(DATA UNDER STUDY)

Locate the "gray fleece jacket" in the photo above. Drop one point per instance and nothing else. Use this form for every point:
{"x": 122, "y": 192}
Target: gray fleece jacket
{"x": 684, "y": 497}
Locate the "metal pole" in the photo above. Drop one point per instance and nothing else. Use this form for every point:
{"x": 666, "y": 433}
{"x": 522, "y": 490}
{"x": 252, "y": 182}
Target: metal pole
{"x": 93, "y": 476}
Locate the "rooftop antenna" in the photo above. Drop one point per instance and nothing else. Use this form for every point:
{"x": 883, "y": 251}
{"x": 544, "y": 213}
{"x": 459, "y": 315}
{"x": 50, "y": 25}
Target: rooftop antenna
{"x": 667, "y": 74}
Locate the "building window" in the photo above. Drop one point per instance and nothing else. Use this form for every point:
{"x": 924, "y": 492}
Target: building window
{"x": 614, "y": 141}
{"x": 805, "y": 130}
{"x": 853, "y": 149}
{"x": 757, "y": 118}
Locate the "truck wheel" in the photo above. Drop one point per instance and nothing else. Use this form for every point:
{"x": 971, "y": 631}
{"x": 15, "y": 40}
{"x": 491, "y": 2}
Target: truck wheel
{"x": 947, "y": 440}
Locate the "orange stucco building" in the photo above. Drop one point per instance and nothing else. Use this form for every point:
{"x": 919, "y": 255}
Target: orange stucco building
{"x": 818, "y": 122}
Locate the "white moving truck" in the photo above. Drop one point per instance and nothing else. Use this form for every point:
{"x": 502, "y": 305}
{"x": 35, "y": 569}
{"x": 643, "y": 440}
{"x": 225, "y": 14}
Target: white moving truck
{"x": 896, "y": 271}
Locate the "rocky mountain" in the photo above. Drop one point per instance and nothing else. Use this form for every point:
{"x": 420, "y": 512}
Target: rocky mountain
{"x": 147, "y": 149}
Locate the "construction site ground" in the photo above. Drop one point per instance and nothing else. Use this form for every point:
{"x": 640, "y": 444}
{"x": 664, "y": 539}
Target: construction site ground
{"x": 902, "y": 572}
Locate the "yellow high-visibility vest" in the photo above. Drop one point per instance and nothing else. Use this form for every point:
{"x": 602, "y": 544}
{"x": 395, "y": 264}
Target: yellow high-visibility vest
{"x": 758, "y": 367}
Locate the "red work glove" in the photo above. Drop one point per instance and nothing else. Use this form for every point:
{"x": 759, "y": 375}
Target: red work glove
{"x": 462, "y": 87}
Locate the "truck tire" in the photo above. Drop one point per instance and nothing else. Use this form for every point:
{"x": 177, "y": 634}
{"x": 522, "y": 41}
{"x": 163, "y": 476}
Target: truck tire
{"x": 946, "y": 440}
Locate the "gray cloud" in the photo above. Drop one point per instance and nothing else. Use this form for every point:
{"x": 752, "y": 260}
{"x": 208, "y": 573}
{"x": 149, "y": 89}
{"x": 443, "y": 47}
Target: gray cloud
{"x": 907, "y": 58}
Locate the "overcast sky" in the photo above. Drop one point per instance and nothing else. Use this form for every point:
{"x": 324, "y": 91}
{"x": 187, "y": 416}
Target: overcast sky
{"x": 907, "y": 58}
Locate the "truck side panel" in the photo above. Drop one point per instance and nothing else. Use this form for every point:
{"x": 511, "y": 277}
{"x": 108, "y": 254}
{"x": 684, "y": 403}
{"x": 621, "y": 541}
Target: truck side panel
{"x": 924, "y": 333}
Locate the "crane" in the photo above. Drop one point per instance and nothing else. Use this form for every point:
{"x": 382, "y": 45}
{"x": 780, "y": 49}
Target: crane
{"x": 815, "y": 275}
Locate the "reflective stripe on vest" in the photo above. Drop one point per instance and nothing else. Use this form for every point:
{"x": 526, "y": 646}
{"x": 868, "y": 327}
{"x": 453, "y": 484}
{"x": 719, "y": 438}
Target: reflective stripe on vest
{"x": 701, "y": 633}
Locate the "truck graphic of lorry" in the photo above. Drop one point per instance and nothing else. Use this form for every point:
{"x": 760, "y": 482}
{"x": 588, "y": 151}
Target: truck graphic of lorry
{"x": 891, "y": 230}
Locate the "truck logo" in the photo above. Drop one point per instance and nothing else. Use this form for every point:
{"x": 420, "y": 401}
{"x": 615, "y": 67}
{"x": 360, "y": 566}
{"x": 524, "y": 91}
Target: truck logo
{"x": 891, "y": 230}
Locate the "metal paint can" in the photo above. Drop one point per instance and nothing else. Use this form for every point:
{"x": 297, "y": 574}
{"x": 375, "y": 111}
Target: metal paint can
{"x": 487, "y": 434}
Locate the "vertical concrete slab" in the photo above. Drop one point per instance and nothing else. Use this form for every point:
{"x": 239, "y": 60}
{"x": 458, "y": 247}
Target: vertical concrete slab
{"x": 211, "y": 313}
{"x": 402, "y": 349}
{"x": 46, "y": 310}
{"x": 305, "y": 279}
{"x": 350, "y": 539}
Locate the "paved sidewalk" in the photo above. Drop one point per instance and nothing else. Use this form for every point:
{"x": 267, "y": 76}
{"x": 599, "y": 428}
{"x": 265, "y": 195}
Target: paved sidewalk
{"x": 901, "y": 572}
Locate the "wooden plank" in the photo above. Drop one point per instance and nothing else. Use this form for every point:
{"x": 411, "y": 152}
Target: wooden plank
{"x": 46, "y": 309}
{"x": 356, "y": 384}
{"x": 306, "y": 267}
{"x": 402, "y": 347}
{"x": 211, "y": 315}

(End DATA UNDER STUDY)

### TO DO
Once you have read the records, write every one of them out again exactly.

### WRITTEN RESPONSE
Locate the "gray fleece jacket" in the photo above. Drop one point per instance and nothing else. Use this form for every point:
{"x": 122, "y": 192}
Target: gray fleece jacket
{"x": 684, "y": 497}
Locate the "metal pole" in the photo above. Drop one point per instance and nothing else. Use this form for every point:
{"x": 666, "y": 433}
{"x": 522, "y": 490}
{"x": 252, "y": 182}
Target: metal pole
{"x": 93, "y": 476}
Locate the "rooftop antenna" in the photo above. Drop one point per instance and nothing else. Use this form for every point:
{"x": 883, "y": 251}
{"x": 544, "y": 213}
{"x": 459, "y": 315}
{"x": 50, "y": 25}
Target: rooftop antenna
{"x": 667, "y": 74}
Locate the "building window" in the photo above. Drop one point per instance and nothing else. Use this form for every point:
{"x": 924, "y": 492}
Target: building window
{"x": 614, "y": 141}
{"x": 805, "y": 130}
{"x": 853, "y": 149}
{"x": 757, "y": 118}
Locate the "truck wheel" in the photo above. Drop one point per instance and nothing else. Use this form for every point:
{"x": 971, "y": 631}
{"x": 15, "y": 40}
{"x": 491, "y": 2}
Target: truck wheel
{"x": 947, "y": 440}
Locate the "orange stucco building" in the photo above. Drop one point per instance and nothing else. Use this form for every point:
{"x": 919, "y": 255}
Target: orange stucco building
{"x": 818, "y": 122}
Locate the "white moving truck" in the photo above. Drop one point per instance and nothing else. Use this form for every point:
{"x": 502, "y": 305}
{"x": 35, "y": 569}
{"x": 643, "y": 440}
{"x": 225, "y": 14}
Target: white moving truck
{"x": 896, "y": 271}
Locate the "rocky mountain" in the photo above. Drop one point per instance and nothing else. Use this form for every point:
{"x": 420, "y": 512}
Target: rocky mountain
{"x": 147, "y": 149}
Locate the "construction site ground" in the photo above. Drop one point per instance and nothing else. Use this form for every point:
{"x": 640, "y": 444}
{"x": 664, "y": 539}
Target: construction site ground
{"x": 902, "y": 572}
Locate the "yellow high-visibility vest" in the photo above. Drop one point per instance and nothing else. Use this form for every point:
{"x": 602, "y": 544}
{"x": 395, "y": 264}
Target: yellow high-visibility vest
{"x": 758, "y": 367}
Locate the "red work glove" in the photo above. Drop one point per instance and nothing else. Use this form for every point:
{"x": 759, "y": 375}
Target: red work glove
{"x": 462, "y": 87}
Locate the "truck tire" in the photo above. Drop one point per instance and nothing else. Use this form for every point:
{"x": 177, "y": 634}
{"x": 522, "y": 41}
{"x": 163, "y": 476}
Target: truck tire
{"x": 946, "y": 440}
Locate the "gray cloud" in the photo above. Drop one point per instance and nothing else. Use this form for every point:
{"x": 752, "y": 260}
{"x": 208, "y": 573}
{"x": 149, "y": 89}
{"x": 443, "y": 47}
Target: gray cloud
{"x": 907, "y": 58}
Locate the "overcast sky" in the photo above. Drop one point per instance and nothing else. Use this form for every point:
{"x": 324, "y": 91}
{"x": 187, "y": 416}
Target: overcast sky
{"x": 907, "y": 58}
Locate the "truck side panel" in the photo above. Drop one point per instance and nothing else. Use this form for every point:
{"x": 511, "y": 277}
{"x": 108, "y": 254}
{"x": 684, "y": 403}
{"x": 621, "y": 541}
Target: truck side panel
{"x": 924, "y": 333}
Locate the "crane" in the photo above. Drop one point per instance and nothing else. Use this form for every point:
{"x": 382, "y": 45}
{"x": 780, "y": 49}
Target: crane
{"x": 815, "y": 275}
Locate the "reflective stripe on vest" in the photo above. Drop one point per instance and nothing else. Use this form for every point:
{"x": 526, "y": 646}
{"x": 868, "y": 327}
{"x": 453, "y": 484}
{"x": 719, "y": 438}
Target: reflective stripe on vest
{"x": 701, "y": 633}
Locate the "truck graphic of lorry" in the photo above. Drop one point per instance and nothing else. Use this form for every point:
{"x": 760, "y": 482}
{"x": 588, "y": 151}
Target: truck graphic of lorry
{"x": 891, "y": 230}
Locate the "truck logo" in the photo above. Drop one point per instance and nothing else. Use this form for every point:
{"x": 420, "y": 401}
{"x": 615, "y": 67}
{"x": 360, "y": 566}
{"x": 524, "y": 91}
Target: truck logo
{"x": 891, "y": 230}
Locate the "metal paint can" in the photo above. Drop one point per instance and nothing else. Use this form for every point:
{"x": 297, "y": 574}
{"x": 375, "y": 111}
Target: metal paint can
{"x": 487, "y": 434}
Locate the "vertical concrete slab" in the photo above. Drop one point per instance and nothing else. Use this form for every point:
{"x": 239, "y": 60}
{"x": 458, "y": 247}
Target: vertical concrete slab
{"x": 211, "y": 313}
{"x": 402, "y": 349}
{"x": 46, "y": 310}
{"x": 305, "y": 279}
{"x": 350, "y": 539}
Locate the "paved sidewalk" in the photo above. Drop one point per instance and nothing else. Use this form for every point:
{"x": 267, "y": 76}
{"x": 599, "y": 428}
{"x": 265, "y": 195}
Target: paved sidewalk
{"x": 901, "y": 572}
Locate the "wooden plank" in the photo above. Drop one point per instance and nothing else. Use this form for every point:
{"x": 411, "y": 152}
Target: wooden plank
{"x": 46, "y": 309}
{"x": 356, "y": 384}
{"x": 306, "y": 267}
{"x": 402, "y": 347}
{"x": 211, "y": 315}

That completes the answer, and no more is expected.